● **TO BE DONE**:
Put every line of the records below into a numbered list. Skip blank lines and leave the pictures out.

»»

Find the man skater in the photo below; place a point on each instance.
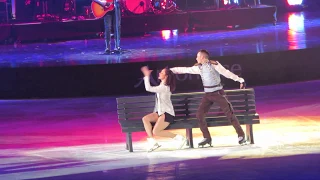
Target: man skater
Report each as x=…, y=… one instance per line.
x=210, y=74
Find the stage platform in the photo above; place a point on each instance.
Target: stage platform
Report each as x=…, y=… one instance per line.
x=263, y=55
x=138, y=24
x=80, y=138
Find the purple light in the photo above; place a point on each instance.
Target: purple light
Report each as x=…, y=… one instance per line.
x=294, y=2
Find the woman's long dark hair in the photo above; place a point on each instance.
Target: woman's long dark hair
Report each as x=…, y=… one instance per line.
x=171, y=79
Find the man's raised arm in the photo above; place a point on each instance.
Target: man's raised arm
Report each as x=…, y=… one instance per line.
x=185, y=70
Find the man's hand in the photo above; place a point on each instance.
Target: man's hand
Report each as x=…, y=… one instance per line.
x=145, y=70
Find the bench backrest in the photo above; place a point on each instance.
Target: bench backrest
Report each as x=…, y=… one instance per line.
x=186, y=105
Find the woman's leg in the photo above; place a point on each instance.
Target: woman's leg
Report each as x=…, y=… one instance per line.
x=147, y=120
x=158, y=129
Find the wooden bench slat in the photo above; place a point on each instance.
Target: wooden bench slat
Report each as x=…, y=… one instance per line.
x=138, y=116
x=216, y=106
x=151, y=98
x=194, y=122
x=228, y=92
x=217, y=109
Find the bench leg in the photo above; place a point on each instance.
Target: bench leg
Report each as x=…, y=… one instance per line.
x=189, y=137
x=249, y=133
x=129, y=142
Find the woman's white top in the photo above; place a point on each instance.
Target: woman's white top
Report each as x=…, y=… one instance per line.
x=163, y=94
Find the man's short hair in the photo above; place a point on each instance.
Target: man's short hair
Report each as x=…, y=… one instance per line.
x=205, y=53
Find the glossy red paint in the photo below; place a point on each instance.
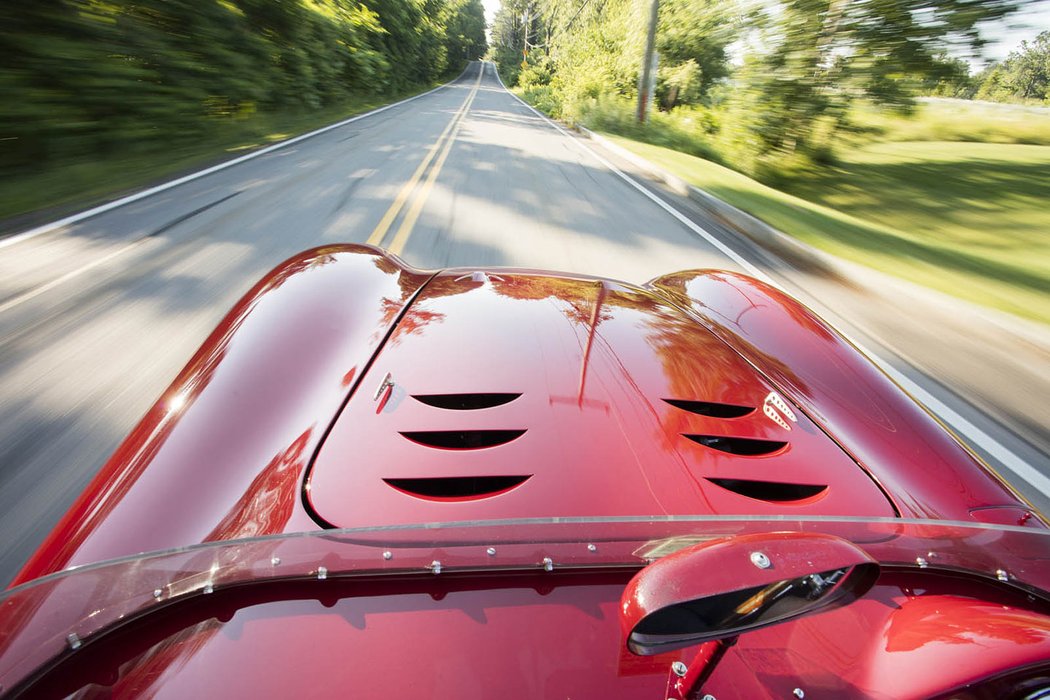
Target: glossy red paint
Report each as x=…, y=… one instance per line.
x=284, y=422
x=727, y=569
x=924, y=469
x=539, y=635
x=593, y=363
x=222, y=454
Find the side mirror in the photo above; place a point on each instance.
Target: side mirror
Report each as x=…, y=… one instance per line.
x=726, y=587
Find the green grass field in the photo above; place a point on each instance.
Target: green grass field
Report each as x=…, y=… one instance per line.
x=968, y=218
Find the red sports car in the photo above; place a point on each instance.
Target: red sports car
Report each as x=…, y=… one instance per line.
x=375, y=481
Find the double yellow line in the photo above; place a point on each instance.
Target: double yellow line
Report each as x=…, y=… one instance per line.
x=444, y=145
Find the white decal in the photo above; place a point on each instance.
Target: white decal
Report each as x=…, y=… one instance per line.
x=778, y=410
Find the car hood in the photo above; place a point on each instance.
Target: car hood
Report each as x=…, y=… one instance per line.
x=519, y=395
x=511, y=608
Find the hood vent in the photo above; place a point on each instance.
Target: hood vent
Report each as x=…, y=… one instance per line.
x=774, y=491
x=463, y=439
x=465, y=401
x=457, y=488
x=710, y=408
x=741, y=446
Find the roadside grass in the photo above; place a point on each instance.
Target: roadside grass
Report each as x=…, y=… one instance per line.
x=968, y=219
x=957, y=120
x=27, y=198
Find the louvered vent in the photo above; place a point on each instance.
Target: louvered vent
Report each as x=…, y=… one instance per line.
x=772, y=491
x=463, y=439
x=741, y=446
x=465, y=401
x=711, y=408
x=440, y=488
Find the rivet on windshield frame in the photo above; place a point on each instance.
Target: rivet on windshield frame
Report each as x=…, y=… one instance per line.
x=760, y=560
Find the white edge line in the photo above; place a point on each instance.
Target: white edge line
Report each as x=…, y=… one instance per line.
x=80, y=216
x=958, y=422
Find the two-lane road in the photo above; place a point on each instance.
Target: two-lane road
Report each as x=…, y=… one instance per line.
x=97, y=316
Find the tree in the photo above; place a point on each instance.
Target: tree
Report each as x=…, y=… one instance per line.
x=825, y=52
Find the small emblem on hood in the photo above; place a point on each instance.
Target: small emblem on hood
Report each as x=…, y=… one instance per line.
x=778, y=410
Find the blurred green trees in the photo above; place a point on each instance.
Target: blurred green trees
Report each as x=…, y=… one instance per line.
x=1025, y=75
x=83, y=79
x=798, y=66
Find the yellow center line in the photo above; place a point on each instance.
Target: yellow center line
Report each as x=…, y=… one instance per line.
x=402, y=196
x=417, y=207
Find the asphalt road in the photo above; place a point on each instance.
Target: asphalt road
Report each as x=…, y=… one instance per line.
x=98, y=316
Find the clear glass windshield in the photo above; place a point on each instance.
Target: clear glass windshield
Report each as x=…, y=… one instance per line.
x=45, y=617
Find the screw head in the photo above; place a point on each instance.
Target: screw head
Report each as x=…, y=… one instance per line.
x=760, y=560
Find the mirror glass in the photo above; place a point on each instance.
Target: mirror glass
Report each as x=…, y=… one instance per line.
x=729, y=614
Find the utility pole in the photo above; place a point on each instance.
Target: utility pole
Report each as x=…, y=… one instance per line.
x=645, y=81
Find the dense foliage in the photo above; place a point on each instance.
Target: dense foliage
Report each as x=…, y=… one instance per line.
x=802, y=64
x=1025, y=75
x=87, y=78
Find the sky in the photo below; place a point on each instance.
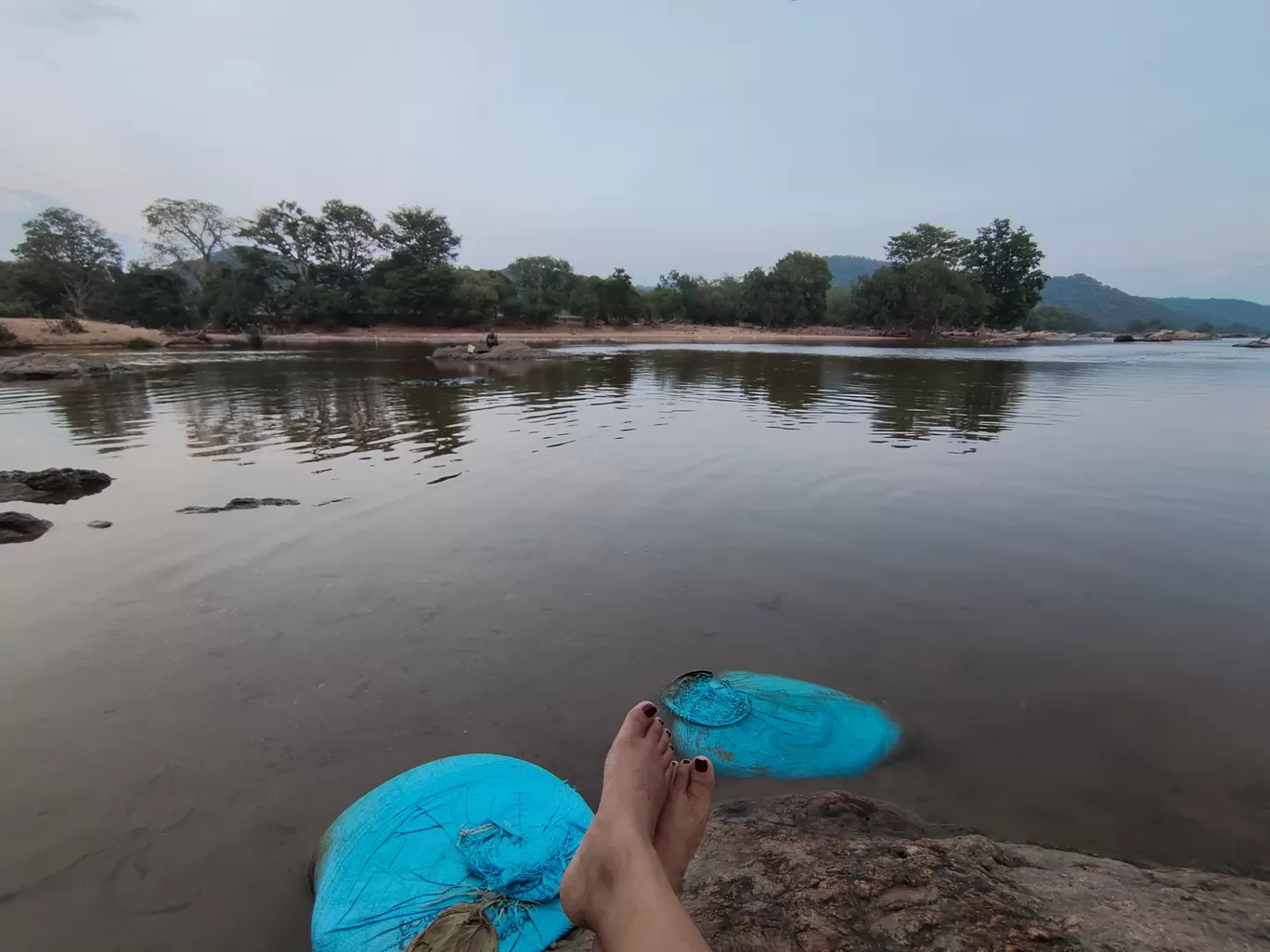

««

● **CORRECT ANSWER**:
1. Find the man skater in the photo below; place a point on each instance.
2. Target: man skater
3. Report each as x=…, y=… one instance per line.
4. x=210, y=74
5. Find the stage platform in the photo above; place a point on each instance.
6. Target: stage platform
7. Report each as x=…, y=… one instance per line.
8. x=263, y=55
9. x=138, y=24
10. x=80, y=138
11. Find the purple light in the photo above; place a point on each instance.
12. Target: purple light
13. Report each as x=…, y=… one instance per line.
14. x=294, y=2
15. Find the woman's long dark hair in the photo above; place a point on each instance.
16. Target: woman's long dark hair
17. Report each as x=…, y=… one instance per line.
18. x=171, y=79
19. Find the man's raised arm in the photo above; place a point on each instance.
20. Target: man's raised arm
21. Report each as x=…, y=… one instance per line.
22. x=185, y=70
23. Find the man's hand in the photo above; place a point on each instance.
24. Target: man's hand
25. Report each as x=…, y=… one instance per line.
26. x=145, y=70
27. Find the bench backrest in the photo above; place a point on each instance.
28. Target: bench backrest
29. Report each as x=…, y=… one instance per line.
30. x=186, y=105
31. Find the woman's leg in the photo above; place a point on each instance.
32. Target: woman's leg
33. Report each as x=…, y=… one instance per line.
34. x=147, y=120
35. x=158, y=129
36. Find the wooden bench slat in the photo above; place a point on each instance.
37. Target: wooden bench slat
38. Report each as x=…, y=… one instance per line.
39. x=138, y=116
40. x=216, y=106
41. x=151, y=98
42. x=194, y=122
43. x=228, y=92
44. x=217, y=109
45. Find the bench leg in the photo above; place a point on each instance.
46. Target: bench leg
47. Report each as x=…, y=… one instance per line.
48. x=189, y=137
49. x=249, y=133
50. x=129, y=142
51. Find the woman's white top in the photo above; place a point on each instance.
52. Target: woman's white top
53. Report each as x=…, y=… one instance per line.
54. x=163, y=94
55. Find the man's short hair in the photo above; place a point on each instance.
56. Target: man's short hair
57. Report each as x=…, y=… one instance per line.
58. x=205, y=53
59. Find the glossy red paint in the photo below; place a point on each instance.
60. Target: glossy red paint
61. Report each as x=…, y=… one instance per line.
62. x=284, y=422
63. x=727, y=569
64. x=924, y=469
65. x=539, y=635
66. x=593, y=363
67. x=222, y=454
68. Find the side mirror in the photo above; place a point on each instance.
69. Target: side mirror
70. Report each as x=…, y=… one instance per line.
71. x=726, y=587
72. Find the green grass field in the photo above; place a point on each instance.
73. Target: green grass field
74. Report each as x=…, y=… one instance per line.
75. x=968, y=218
76. Find the red sports car in the photo above; place a point on each instance.
77. Target: red sports car
78. Report each as x=…, y=… one instance per line.
79. x=375, y=481
80. Find the double yellow line in the photo above; place a point on each instance.
81. Target: double yellow line
82. Report each as x=…, y=… one instance per line.
83. x=444, y=145
84. Find the white decal in the photo above; place a point on each instance.
85. Target: white decal
86. Report each as x=…, y=… one instance per line.
87. x=778, y=410
88. Find the car hood in the photo above; place a point on each instance.
89. Target: car hood
90. Report each as x=…, y=… one instance per line.
91. x=519, y=395
92. x=511, y=608
93. Find the hood vent in the photo above; place a point on each instance.
94. Target: hood vent
95. Report each as x=…, y=… one instance per line.
96. x=774, y=491
97. x=463, y=439
98. x=465, y=401
99. x=457, y=488
100. x=710, y=408
101. x=741, y=446
102. Find the roadside grass in the photo above; place a point on each instance.
103. Target: roadside grass
104. Report each as x=…, y=… one instance per line.
105. x=968, y=219
106. x=957, y=120
107. x=27, y=198
108. Find the louvered vent in the photo above; place a point on each instance.
109. Target: louvered vent
110. Report each as x=…, y=… one instance per line.
111. x=772, y=491
112. x=463, y=439
113. x=741, y=446
114. x=465, y=401
115. x=711, y=408
116. x=440, y=488
117. Find the rivet on windshield frame in the photo above; place a point on each instance.
118. Target: rivet on windshield frame
119. Report each as x=…, y=… one instance per line.
120. x=760, y=560
121. Find the white edge line in the photo above; place a point on each instance.
122. Target: white edge line
123. Report each as x=…, y=… one instance per line.
124. x=80, y=216
125. x=958, y=422
126. Find the two-lane road in the photo above; place a point on each instance.
127. Target: two-lane road
128. Report each as x=…, y=… one instance per line.
129. x=97, y=316
130. Find the tree in the photo above; place a point on each instance.
131. Target: tree
132. Report each as x=…, y=… one instance per line.
133. x=825, y=52
134. Find the small emblem on hood in the photo above; place a point on each instance.
135. Target: small emblem on hood
136. Report each as x=…, y=… one instance per line.
137. x=778, y=410
138. Find the blurred green trees in the photo above; place a point on each instance.
139. Target: blurred green trees
140. Report each as x=…, y=… one instance per line.
141. x=1025, y=75
142. x=83, y=79
143. x=798, y=66
144. Find the yellow center line in the photo above; place a point on each instance.
145. Target: yellow center line
146. Report each as x=…, y=… one instance per line.
147. x=402, y=196
148. x=417, y=207
149. Find the asphalt road in the photo above; place a point on each instance.
150. Target: asphalt road
151. Report each as x=…, y=… one instance per line.
152. x=98, y=316
153. Find the clear glass windshield in the photo above; place a point on each instance.
154. Target: clear glass windshield
155. Report each as x=…, y=… one instance per line.
156. x=45, y=617
157. Find the screw head in the photo above; place a point on each instance.
158. Target: screw head
159. Report each as x=…, y=… one instance per line.
160. x=760, y=560
161. Find the mirror glass in the photo above; place a point on each instance.
162. Target: mirror glass
163. Report each as x=…, y=… one instance per line.
164. x=729, y=614
165. Find the utility pole in the photo above; place a point on each instance.
166. Target: utility pole
167. Report each as x=…, y=… one instance per line.
168. x=645, y=81
169. Find the dense foliage in the photo above; place a point on each instance.
170. Target: dense foliage
171. Report each as x=…, y=… one instance per line.
172. x=802, y=64
173. x=1025, y=75
174. x=87, y=78
175. Find the sky in the photo below; place a point on each instance.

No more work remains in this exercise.